(ACTIVITY):
Give back all of the records exactly.

● ● ● ●

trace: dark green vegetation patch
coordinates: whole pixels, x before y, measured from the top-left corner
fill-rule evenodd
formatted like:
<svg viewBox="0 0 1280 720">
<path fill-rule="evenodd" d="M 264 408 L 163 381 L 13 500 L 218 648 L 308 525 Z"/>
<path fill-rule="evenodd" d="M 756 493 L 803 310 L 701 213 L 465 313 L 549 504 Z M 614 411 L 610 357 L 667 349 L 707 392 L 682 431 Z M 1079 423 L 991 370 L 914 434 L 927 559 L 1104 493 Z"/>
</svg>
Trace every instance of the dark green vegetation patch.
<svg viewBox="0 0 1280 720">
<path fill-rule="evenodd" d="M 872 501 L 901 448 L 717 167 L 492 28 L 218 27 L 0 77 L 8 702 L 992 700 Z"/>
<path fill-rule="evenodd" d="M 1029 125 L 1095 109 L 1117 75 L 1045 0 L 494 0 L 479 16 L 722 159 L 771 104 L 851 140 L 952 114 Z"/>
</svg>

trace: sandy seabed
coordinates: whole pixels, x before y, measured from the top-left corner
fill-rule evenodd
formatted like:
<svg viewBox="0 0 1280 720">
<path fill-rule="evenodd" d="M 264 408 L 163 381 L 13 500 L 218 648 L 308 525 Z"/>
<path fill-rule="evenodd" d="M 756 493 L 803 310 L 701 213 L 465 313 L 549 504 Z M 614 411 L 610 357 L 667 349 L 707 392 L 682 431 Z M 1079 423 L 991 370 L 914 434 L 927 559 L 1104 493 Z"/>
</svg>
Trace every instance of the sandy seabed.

● ● ● ●

(TASK OUTPUT):
trace: dark green vegetation patch
coordinates: whole pixels, x before y, measured from the top-left corner
fill-rule evenodd
formatted like:
<svg viewBox="0 0 1280 720">
<path fill-rule="evenodd" d="M 264 408 L 163 381 L 13 500 L 218 648 L 308 525 Z"/>
<path fill-rule="evenodd" d="M 756 493 L 803 310 L 701 213 L 465 313 L 549 504 Z M 614 411 L 610 357 L 667 349 L 707 392 L 682 431 Z M 1079 423 L 991 370 L 914 434 L 927 559 L 1104 493 Z"/>
</svg>
Trace every instance of the dark green vegetation patch.
<svg viewBox="0 0 1280 720">
<path fill-rule="evenodd" d="M 872 501 L 901 448 L 717 167 L 492 28 L 218 27 L 0 77 L 8 702 L 992 700 Z"/>
<path fill-rule="evenodd" d="M 1029 125 L 1095 109 L 1117 75 L 1045 0 L 494 0 L 479 16 L 722 159 L 771 104 L 851 140 L 952 114 Z"/>
</svg>

trace: sandy seabed
coordinates: whole pixels, x before y, measured from the top-left corner
fill-rule evenodd
formatted like:
<svg viewBox="0 0 1280 720">
<path fill-rule="evenodd" d="M 264 408 L 163 381 L 13 500 L 218 648 L 308 525 Z"/>
<path fill-rule="evenodd" d="M 756 493 L 803 310 L 701 213 L 465 313 L 549 504 Z M 614 411 L 610 357 L 667 349 L 707 392 L 682 431 Z M 1079 423 L 991 370 L 914 434 L 927 559 L 1104 493 Z"/>
</svg>
Trace every instance of the sandy seabed.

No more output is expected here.